» **Material for the task**
• • • •
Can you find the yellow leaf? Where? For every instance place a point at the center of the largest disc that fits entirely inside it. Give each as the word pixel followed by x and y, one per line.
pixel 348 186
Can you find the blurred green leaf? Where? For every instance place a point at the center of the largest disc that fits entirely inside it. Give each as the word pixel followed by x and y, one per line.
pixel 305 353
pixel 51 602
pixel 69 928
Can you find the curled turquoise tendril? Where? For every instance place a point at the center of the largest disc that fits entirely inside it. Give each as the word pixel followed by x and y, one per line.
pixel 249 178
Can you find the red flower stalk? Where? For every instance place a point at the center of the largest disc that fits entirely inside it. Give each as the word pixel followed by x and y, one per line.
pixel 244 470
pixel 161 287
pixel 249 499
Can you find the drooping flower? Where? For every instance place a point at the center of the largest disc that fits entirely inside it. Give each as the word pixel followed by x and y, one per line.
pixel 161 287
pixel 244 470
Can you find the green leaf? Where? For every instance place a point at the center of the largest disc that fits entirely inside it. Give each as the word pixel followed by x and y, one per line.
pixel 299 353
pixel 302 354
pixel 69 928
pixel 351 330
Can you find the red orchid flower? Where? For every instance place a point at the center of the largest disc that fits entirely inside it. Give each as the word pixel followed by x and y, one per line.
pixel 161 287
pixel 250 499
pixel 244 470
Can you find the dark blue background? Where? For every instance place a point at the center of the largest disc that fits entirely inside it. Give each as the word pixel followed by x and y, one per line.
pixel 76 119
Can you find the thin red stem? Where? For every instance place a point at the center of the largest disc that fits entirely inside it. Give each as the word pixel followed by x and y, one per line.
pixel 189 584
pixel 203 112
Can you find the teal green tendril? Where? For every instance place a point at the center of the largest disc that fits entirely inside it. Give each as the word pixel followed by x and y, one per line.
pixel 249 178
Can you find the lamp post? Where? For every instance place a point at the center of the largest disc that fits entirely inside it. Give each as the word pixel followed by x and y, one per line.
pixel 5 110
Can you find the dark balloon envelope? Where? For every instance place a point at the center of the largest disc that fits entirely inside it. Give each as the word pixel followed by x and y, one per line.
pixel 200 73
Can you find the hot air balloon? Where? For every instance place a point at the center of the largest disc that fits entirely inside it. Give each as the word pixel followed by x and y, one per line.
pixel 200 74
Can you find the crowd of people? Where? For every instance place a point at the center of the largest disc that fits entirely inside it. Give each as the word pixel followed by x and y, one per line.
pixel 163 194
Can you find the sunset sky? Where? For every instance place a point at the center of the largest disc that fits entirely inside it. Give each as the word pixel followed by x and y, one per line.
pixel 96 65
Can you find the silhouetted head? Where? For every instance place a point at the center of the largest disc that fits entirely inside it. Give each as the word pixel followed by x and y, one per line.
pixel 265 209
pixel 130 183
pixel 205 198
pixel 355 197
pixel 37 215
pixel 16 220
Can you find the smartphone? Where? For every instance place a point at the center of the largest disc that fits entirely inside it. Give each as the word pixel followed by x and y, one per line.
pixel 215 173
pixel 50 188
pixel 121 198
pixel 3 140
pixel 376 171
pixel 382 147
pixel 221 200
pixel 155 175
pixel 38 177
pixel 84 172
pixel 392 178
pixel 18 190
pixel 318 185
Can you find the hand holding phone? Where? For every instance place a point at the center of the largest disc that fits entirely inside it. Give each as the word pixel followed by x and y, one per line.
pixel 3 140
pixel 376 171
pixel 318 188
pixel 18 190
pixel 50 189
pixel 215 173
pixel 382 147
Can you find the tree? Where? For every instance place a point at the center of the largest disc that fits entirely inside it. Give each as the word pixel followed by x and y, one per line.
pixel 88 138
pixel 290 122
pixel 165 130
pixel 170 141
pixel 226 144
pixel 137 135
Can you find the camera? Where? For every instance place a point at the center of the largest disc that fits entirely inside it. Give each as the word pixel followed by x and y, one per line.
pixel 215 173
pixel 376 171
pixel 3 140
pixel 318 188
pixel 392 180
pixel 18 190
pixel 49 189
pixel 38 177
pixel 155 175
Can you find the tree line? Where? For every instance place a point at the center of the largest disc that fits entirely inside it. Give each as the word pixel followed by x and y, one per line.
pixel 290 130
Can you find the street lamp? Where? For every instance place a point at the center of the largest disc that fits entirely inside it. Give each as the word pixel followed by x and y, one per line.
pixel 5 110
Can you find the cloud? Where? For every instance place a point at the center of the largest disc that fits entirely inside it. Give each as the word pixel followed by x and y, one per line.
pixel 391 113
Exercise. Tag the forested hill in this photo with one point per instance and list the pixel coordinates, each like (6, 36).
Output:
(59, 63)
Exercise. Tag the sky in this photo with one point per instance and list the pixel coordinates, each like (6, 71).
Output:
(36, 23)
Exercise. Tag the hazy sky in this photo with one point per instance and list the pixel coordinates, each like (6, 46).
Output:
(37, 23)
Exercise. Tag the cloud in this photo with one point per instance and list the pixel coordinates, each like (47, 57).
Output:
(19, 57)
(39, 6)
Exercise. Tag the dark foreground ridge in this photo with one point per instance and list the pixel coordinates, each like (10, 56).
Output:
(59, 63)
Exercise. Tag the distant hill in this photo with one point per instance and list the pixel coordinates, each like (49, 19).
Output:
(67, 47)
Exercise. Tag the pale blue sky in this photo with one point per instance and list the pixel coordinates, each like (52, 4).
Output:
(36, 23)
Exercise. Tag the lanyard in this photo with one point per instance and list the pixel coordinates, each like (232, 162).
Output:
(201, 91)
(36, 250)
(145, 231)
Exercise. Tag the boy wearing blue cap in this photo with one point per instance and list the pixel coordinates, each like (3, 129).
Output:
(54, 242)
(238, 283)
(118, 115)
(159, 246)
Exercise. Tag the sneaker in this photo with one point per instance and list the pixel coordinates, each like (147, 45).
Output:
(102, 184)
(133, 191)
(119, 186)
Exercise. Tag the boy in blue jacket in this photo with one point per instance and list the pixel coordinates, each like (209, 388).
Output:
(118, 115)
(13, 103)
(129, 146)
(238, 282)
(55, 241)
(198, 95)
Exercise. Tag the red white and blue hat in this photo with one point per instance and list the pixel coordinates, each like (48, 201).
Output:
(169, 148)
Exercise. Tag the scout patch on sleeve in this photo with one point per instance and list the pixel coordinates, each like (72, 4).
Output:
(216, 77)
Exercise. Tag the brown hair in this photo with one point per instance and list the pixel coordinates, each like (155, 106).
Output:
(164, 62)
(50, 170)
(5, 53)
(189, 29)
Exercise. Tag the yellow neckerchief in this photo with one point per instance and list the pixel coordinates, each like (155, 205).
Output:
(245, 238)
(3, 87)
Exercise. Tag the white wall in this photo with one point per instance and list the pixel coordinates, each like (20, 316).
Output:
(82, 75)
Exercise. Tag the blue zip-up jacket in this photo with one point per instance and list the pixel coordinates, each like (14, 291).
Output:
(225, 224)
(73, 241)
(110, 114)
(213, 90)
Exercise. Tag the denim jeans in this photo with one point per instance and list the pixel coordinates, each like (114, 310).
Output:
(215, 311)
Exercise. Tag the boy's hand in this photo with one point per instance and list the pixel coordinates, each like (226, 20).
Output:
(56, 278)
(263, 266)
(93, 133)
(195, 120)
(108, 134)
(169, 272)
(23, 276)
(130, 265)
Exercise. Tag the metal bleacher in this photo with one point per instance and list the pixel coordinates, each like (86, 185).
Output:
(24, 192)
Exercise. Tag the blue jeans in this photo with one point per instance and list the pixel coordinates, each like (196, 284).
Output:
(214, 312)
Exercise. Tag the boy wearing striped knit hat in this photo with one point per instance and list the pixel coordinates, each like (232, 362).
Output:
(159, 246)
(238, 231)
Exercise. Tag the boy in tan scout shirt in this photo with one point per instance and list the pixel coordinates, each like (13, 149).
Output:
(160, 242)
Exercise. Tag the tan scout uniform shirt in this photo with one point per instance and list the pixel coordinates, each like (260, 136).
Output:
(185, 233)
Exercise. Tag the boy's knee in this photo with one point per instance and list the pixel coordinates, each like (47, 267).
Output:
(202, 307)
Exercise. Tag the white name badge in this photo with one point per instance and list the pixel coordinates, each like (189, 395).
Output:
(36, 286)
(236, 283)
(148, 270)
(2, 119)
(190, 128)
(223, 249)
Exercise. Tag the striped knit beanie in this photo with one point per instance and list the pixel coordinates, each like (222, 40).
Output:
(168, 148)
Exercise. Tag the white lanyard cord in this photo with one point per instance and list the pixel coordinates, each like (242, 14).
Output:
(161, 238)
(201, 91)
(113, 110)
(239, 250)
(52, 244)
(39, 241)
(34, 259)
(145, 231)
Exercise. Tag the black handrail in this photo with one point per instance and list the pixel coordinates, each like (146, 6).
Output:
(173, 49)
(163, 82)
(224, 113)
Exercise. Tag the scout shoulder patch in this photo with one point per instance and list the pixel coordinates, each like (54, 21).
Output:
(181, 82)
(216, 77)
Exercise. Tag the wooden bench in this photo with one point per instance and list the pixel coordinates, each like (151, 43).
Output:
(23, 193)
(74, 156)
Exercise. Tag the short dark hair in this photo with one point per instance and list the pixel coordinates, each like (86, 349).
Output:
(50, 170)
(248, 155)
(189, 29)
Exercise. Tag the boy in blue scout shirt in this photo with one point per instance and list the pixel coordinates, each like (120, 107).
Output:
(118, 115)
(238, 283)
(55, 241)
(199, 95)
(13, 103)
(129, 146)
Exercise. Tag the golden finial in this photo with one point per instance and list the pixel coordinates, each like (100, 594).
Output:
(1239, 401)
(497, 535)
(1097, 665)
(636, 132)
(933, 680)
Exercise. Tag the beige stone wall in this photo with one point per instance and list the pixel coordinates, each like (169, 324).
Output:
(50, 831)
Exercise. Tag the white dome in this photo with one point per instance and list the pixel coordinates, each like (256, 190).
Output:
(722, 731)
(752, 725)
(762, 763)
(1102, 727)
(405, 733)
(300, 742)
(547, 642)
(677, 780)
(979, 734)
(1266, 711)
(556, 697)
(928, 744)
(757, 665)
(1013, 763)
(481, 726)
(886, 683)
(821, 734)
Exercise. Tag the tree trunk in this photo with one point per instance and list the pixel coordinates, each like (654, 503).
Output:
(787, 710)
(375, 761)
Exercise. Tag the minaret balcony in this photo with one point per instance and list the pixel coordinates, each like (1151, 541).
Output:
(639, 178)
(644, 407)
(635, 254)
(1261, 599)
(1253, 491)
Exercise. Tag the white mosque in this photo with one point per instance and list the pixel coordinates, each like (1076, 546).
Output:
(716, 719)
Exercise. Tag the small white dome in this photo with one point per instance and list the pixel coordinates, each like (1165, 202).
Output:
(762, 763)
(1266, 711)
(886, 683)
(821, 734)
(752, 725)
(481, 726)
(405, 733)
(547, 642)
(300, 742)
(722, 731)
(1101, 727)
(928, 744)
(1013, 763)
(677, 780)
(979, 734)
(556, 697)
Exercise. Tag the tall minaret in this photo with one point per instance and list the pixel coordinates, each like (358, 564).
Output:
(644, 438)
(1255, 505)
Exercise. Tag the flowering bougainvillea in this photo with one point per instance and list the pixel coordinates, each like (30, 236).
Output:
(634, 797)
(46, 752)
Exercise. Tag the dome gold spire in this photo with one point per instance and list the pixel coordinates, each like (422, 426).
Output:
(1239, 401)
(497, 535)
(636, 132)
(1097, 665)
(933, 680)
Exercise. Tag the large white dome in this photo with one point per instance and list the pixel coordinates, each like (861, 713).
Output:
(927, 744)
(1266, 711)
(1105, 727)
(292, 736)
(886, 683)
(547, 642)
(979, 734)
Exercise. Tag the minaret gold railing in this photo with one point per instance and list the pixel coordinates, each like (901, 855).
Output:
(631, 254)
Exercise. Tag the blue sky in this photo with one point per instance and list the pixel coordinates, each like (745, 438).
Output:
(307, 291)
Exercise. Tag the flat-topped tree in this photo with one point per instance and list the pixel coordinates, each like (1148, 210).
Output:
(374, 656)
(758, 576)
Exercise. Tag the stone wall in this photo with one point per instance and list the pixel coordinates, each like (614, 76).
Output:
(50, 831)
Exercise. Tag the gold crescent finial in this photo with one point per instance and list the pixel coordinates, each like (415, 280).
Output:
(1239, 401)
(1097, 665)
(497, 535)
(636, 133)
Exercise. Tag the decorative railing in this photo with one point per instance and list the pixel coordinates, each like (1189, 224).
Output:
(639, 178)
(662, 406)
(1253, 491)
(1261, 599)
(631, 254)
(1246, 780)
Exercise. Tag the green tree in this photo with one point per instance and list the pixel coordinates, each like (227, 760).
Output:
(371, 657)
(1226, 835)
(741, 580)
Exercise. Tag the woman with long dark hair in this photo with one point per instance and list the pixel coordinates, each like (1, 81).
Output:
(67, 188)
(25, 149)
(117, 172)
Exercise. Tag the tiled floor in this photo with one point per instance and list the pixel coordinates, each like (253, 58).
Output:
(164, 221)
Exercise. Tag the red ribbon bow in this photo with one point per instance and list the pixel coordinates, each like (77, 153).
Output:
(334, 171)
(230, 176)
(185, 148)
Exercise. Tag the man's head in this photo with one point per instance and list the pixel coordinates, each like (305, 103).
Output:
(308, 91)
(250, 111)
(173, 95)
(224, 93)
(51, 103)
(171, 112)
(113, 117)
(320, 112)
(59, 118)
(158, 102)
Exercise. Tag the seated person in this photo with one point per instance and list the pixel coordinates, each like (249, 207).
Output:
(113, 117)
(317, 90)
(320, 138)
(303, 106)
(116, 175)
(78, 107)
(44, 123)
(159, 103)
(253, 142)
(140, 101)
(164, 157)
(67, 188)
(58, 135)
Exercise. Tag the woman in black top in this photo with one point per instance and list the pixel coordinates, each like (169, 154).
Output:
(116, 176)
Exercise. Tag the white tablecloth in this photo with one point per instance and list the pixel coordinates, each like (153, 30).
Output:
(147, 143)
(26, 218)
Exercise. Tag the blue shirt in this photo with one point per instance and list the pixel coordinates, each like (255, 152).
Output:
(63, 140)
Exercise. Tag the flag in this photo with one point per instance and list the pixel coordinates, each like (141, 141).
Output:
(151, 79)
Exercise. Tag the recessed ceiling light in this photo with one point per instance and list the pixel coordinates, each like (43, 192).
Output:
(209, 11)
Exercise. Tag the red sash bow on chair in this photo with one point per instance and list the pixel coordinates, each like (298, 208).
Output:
• • • •
From the listing above, output exactly the run of lines that starts with the line containing "Exercise. Tag the beige" and ends with the line containing "Exercise. Tag the white dome".

Exercise. Tag the beige stone wall in this photo with one point per instance and list the pixel coordinates, each like (169, 324).
Output:
(50, 831)
Exercise. Tag the white dome in this photo with one point per instance and list the pixel coordinates, each like (256, 190).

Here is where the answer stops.